Aufgabe 1:
Was ist laut dem Textauszug auf dem 10-Rubel-Schein abgebildet?
Aufgabe 2:
Übertrage aus dem Textauszug den Abschnitt zwischen „Die Strecke von“ und „ihre Stadt verlegt.“, beide eingeschlossen, Wort für Wort.
Aufgabe 3:
Prüfe anhand des Textauszugs, ob die folgenden Aussagen zutreffen. Antworte jeweils mit Ja oder Nein und zitiere die entscheidenden Worte. (a) Krasnojarsk ist die zweitgrößte Stadt Sibiriens. (b) Nach dem Besuch Putins blieb die Luft in Krasnojarsk dauerhaft sauber. (c) Ausländer hatten früher keinen Zutritt zu Krasnojarsk.
=== Textauszug ===
Die Strecke von Ulan-Ude nach Krasnojarsk ist auf der Karte gut ersichtlich. Abakan liegt südlich der Transsibirischen Eisenbahn-Trasse am linken Kartenrand |
Krasnojarsk, die zweitgrößte Stadt Sibiriens, hat bei
bestimmten Wetterlagen ein Luftproblem: die Abgaswolke des zweitgrößten
russischen Aluminiumwerkes liegt über den Häusern. Vor kurzem war die Luft zum
Erstaunen der Einwohner eines Morgens plötzlich sauber. Die Freude währte nicht
lange: nach zwei Tagen roch es wieder wie üblich. Es stellte sich heraus, dass
Waldimir Putin zu Gast war und man anlässlich seines Besuches die
Aluminiumproduktion heruntergefahren hatte, um den Schadstoffausstoß zu
minimieren. Seitdem wünschen sich die Krasnojarsker nichts sehnlicher, als dass
der Präsident möglichst oft vorbeikommt oder sogar seinen Arbeitsplatz von
Moskau in ihre Stadt verlegt.
Aufgrund der geografischen Lage im Zentrum der Sowjetunion
war Krasnojarsk eine streng geheime, für Ausländer gesperrte Stadt mit
Rüstungs- und Atomindustrie in Stadtteilen, die auf Karten nicht einmal
eingezeichnet waren. Durch das Zentrum strömt in majestätischer Breite der
Jennisej, auf einem Hügel steht ein kleines Kapellchen, in ganz Russland
bekannt dadurch, dass es auf dem 10-Rubel-Schein abgebildet ist. In anderen
Gegenden Russlands längst durch eine Münze ersetzt, ist der 10-Rubel-Schein
hier noch in großer Menge im Umlauf, als ob sich die Krasnojarsker schwer von
ihm trennen können.
=== Datensätze ===
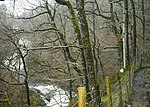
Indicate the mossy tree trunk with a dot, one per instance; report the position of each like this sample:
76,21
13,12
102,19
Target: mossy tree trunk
125,35
88,49
133,22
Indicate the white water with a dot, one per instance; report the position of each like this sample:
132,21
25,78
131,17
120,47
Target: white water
52,95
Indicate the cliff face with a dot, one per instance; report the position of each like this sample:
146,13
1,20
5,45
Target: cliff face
15,93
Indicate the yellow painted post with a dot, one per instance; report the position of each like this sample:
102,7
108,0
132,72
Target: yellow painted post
120,91
108,89
81,97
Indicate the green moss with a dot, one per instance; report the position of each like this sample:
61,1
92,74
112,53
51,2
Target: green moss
35,99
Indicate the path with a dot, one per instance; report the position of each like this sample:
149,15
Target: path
139,96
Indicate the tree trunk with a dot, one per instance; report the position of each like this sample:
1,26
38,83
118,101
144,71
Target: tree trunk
133,40
87,48
125,35
143,32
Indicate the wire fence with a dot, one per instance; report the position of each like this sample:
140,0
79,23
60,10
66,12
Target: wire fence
115,94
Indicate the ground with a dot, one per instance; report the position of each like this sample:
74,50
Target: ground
140,94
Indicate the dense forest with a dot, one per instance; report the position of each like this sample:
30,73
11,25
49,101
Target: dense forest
51,48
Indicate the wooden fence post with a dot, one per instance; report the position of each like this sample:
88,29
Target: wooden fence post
81,96
120,91
108,91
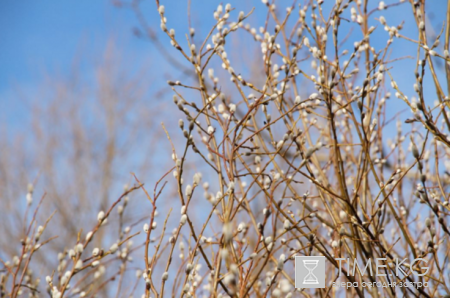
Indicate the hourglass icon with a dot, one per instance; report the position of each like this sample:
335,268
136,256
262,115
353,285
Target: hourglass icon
310,278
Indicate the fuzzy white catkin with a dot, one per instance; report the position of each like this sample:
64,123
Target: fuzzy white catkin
79,265
101,216
114,248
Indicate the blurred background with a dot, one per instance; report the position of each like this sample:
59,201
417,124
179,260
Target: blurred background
83,93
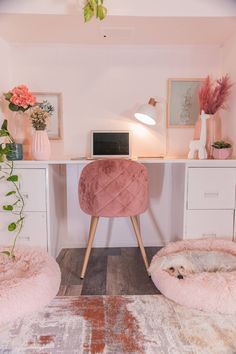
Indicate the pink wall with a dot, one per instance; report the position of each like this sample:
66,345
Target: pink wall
101,87
228,66
127,7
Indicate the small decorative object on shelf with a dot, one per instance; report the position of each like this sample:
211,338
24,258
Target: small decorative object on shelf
213,96
221,150
40,115
199,145
94,8
20,100
16,200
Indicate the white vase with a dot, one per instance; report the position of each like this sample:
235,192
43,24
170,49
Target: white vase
41,149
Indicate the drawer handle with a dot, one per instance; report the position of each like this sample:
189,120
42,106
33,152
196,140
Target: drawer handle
26,238
208,235
211,194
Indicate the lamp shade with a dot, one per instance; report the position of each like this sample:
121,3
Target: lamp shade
147,113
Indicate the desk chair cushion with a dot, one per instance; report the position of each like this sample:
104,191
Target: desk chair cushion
113,188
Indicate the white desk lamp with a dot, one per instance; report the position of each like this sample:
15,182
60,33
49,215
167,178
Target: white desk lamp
147,113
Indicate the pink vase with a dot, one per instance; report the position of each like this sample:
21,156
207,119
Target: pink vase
213,124
41,149
221,154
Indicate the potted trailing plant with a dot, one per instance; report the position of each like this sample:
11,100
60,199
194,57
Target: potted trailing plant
16,200
40,115
221,150
94,8
20,100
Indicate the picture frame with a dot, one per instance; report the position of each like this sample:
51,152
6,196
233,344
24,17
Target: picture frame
182,103
54,128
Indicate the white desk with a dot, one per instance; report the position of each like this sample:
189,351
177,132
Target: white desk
188,198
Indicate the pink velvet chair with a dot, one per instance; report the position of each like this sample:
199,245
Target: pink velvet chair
113,188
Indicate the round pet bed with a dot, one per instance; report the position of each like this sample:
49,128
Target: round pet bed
28,283
213,292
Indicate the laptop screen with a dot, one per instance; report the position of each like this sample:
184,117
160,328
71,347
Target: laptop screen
110,143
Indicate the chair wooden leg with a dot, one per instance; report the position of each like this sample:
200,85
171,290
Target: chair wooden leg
93,226
136,227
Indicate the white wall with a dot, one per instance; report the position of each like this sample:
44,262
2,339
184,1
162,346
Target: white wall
228,66
102,86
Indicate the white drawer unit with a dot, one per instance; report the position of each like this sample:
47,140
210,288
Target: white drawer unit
32,186
209,223
211,188
34,231
42,186
209,202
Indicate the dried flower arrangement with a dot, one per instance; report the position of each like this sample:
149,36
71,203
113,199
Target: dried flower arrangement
41,114
214,94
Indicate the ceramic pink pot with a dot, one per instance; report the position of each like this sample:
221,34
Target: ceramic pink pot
221,154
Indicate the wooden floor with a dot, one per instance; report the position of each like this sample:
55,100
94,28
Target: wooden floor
111,271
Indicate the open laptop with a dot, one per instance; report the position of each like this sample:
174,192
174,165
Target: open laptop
110,143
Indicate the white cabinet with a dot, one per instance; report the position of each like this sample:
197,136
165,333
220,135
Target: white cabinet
33,185
43,187
34,231
211,188
210,202
209,223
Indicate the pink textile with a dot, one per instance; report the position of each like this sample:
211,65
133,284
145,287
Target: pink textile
28,283
213,292
113,187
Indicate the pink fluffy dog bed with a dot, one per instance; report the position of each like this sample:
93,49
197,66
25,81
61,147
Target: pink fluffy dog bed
213,292
28,283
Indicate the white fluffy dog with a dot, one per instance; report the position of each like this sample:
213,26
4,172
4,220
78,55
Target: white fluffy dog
182,264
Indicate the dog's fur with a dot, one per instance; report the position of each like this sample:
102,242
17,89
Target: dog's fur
182,264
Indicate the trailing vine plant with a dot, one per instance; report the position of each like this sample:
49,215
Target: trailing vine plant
94,8
16,207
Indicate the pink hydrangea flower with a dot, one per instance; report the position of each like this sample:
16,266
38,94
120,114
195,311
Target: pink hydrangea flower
22,97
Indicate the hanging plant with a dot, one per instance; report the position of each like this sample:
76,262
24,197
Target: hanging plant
94,8
16,207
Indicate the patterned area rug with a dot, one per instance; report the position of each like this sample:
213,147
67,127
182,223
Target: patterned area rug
119,324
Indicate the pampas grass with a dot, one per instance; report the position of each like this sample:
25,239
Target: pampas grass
214,94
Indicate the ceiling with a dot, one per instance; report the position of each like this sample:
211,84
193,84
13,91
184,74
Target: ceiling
116,30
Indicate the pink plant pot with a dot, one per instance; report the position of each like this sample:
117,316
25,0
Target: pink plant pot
221,154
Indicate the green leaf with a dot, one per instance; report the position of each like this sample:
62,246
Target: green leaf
101,12
12,226
20,220
13,178
10,193
7,253
13,107
88,12
4,133
4,125
7,207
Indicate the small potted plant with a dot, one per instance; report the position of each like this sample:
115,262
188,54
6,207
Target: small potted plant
39,118
221,150
16,201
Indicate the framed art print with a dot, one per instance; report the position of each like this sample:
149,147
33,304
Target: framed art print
54,128
183,104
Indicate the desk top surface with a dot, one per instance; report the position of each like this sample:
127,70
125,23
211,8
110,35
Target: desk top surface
166,160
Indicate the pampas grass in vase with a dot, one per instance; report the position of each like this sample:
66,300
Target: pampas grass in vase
213,96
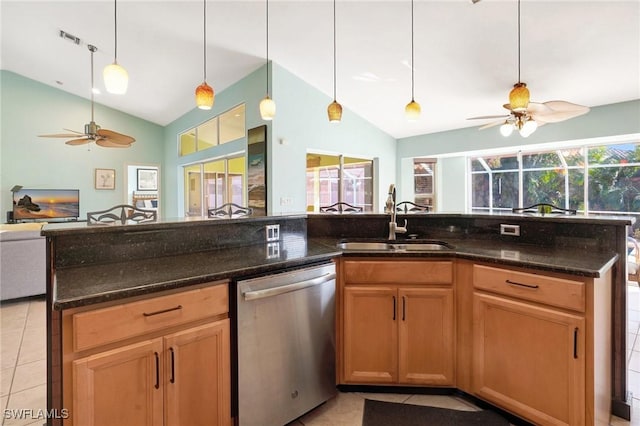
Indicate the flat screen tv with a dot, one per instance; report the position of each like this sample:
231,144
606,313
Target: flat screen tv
46,204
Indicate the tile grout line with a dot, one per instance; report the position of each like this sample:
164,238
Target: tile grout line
15,366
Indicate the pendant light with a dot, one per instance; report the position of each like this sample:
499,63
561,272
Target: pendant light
412,110
116,78
335,109
267,106
519,96
204,92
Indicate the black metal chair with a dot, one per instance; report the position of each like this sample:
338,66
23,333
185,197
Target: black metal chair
545,208
341,207
123,214
229,210
410,207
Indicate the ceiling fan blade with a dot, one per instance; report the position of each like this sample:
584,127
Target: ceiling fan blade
81,141
486,117
116,137
565,106
108,143
557,116
61,135
492,124
73,131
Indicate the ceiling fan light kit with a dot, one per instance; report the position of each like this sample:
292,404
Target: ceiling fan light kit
527,116
116,78
519,97
205,96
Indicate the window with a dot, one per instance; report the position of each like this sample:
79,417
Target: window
596,179
337,178
213,183
226,127
424,175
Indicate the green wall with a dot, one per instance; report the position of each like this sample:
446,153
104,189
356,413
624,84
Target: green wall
29,108
300,125
602,123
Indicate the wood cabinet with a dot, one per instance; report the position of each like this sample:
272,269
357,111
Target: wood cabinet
397,322
540,345
170,367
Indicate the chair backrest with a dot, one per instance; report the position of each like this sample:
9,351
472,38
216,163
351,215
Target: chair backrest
544,208
229,210
410,207
123,214
341,207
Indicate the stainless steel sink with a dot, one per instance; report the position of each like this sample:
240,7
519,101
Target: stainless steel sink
395,246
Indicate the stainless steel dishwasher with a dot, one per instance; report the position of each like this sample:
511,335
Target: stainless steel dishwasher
286,345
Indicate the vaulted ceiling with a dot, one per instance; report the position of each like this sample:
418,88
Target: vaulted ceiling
585,52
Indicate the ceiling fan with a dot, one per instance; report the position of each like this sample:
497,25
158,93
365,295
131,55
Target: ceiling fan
528,116
93,132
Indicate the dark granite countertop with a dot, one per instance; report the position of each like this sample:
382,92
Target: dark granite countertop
85,285
551,259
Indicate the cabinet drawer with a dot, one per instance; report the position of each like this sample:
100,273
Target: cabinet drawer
107,325
538,288
398,271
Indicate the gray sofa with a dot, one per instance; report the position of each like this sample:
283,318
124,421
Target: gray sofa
22,261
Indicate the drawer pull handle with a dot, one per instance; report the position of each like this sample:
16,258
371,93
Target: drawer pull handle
173,371
521,284
404,307
157,385
164,311
394,308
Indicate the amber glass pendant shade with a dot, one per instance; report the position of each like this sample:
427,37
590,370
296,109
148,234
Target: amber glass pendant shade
519,97
116,79
412,110
204,96
267,108
335,112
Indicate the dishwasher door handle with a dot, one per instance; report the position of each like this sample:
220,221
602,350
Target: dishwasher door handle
274,291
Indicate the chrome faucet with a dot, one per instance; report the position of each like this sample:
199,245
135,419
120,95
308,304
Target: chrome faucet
390,207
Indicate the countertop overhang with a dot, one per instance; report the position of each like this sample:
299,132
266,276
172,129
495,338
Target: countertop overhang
77,286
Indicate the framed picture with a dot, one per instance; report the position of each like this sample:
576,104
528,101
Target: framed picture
147,179
105,179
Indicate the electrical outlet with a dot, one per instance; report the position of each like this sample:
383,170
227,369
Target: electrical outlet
273,232
513,230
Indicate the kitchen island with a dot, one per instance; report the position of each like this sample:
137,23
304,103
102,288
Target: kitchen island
119,264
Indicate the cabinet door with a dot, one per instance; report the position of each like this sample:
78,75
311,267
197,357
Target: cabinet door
197,376
426,336
529,360
119,387
370,334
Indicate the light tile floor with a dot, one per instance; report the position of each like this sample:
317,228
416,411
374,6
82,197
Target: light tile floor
23,372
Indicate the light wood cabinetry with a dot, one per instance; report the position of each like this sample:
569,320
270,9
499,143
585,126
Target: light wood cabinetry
396,322
169,366
536,345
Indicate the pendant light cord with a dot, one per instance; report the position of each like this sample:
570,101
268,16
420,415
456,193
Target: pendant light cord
92,49
518,41
267,47
334,50
115,32
204,15
412,67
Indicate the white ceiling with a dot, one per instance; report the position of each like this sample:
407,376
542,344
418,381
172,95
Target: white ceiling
586,52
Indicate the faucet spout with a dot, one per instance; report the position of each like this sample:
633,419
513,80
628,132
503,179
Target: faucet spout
390,207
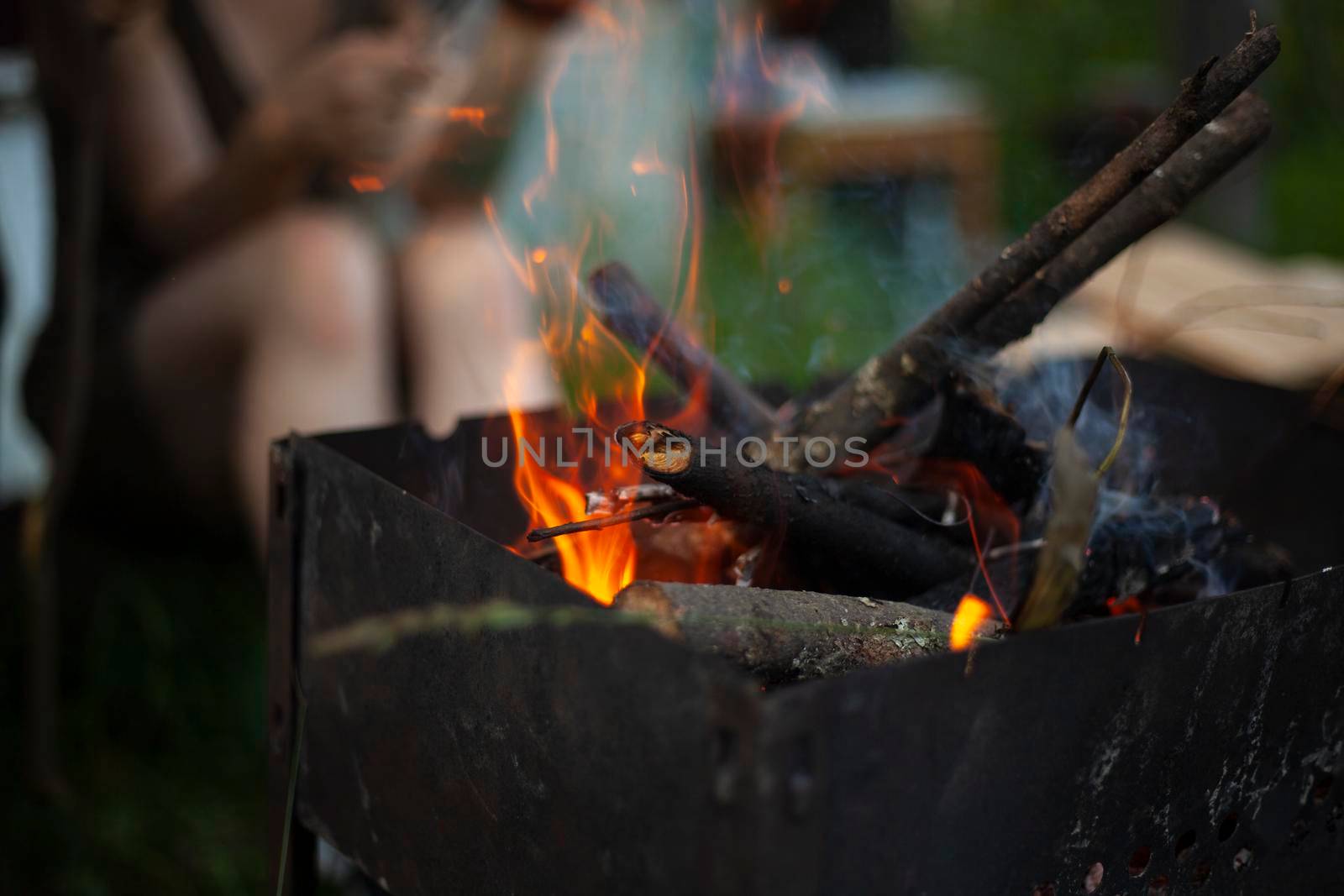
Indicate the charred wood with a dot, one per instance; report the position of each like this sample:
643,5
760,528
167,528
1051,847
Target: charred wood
790,636
860,550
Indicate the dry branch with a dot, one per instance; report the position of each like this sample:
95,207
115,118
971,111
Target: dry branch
905,375
648,512
790,636
622,302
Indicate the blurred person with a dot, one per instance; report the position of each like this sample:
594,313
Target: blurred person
277,309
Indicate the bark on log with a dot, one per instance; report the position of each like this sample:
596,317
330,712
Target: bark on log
1209,155
792,636
857,548
904,375
622,302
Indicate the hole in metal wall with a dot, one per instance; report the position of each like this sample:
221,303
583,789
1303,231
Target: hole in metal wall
1184,844
1321,789
1092,880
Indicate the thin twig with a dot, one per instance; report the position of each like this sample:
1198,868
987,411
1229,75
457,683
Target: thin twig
616,519
1106,354
609,500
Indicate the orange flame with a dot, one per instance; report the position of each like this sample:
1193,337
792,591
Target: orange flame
367,183
602,562
971,614
605,376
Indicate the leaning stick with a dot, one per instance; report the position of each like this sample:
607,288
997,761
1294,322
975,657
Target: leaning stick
1202,161
855,547
622,302
904,375
790,636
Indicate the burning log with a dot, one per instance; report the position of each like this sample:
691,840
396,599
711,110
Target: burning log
790,636
864,550
963,425
906,374
1209,155
659,511
622,302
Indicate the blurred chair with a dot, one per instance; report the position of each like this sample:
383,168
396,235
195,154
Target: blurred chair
864,128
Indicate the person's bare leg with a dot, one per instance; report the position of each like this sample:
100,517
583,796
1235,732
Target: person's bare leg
286,328
470,325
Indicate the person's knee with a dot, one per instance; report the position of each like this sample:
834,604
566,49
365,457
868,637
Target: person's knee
457,275
329,281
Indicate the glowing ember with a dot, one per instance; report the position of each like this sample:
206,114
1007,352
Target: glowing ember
367,183
971,613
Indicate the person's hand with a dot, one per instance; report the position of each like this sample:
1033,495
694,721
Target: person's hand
349,102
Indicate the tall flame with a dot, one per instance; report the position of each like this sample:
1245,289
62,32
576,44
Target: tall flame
606,379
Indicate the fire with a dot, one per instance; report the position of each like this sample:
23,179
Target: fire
605,379
971,613
600,563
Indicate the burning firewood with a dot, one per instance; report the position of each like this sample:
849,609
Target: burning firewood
862,550
625,307
790,636
905,376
===
Erwartete Antwort 1:
Ein kleines Kapellchen, das in Krasnojarsk auf einem Hügel steht.

Erwartete Antwort 2:
Die Strecke von Ulan-Ude nach Krasnojarsk ist auf der Karte gut ersichtlich. Abakan liegt südlich der Transsibirischen Eisenbahn-Trasse am linken Kartenrand |
Krasnojarsk, die zweitgrößte Stadt Sibiriens, hat bei
bestimmten Wetterlagen ein Luftproblem: die Abgaswolke des zweitgrößten
russischen Aluminiumwerkes liegt über den Häusern. Vor kurzem war die Luft zum
Erstaunen der Einwohner eines Morgens plötzlich sauber. Die Freude währte nicht
lange: nach zwei Tagen roch es wieder wie üblich. Es stellte sich heraus, dass
Waldimir Putin zu Gast war und man anlässlich seines Besuches die
Aluminiumproduktion heruntergefahren hatte, um den Schadstoffausstoß zu
minimieren. Seitdem wünschen sich die Krasnojarsker nichts sehnlicher, als dass
der Präsident möglichst oft vorbeikommt oder sogar seinen Arbeitsplatz von
Moskau in ihre Stadt verlegt.

Erwartete Antwort 3:
(a) Ja: „Krasnojarsk, die zweitgrößte Stadt Sibiriens“
(b) Nein: „nach zwei Tagen roch es wieder wie üblich“
(c) Ja: „eine streng geheime, für Ausländer gesperrte Stadt“